▶ EXERCISE GOAL
Rewrite the items below, replacing "table leg" with "desk leg" and leaving everything else unchanged.

▶ DATA RECORDS
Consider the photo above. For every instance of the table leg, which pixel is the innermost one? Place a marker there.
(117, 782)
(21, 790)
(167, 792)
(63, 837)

▶ FULL ANSWER
Consider the photo above. For every instance of the desk leg, which pixel is the innermost one? Place a marker there.
(117, 782)
(21, 790)
(167, 792)
(63, 837)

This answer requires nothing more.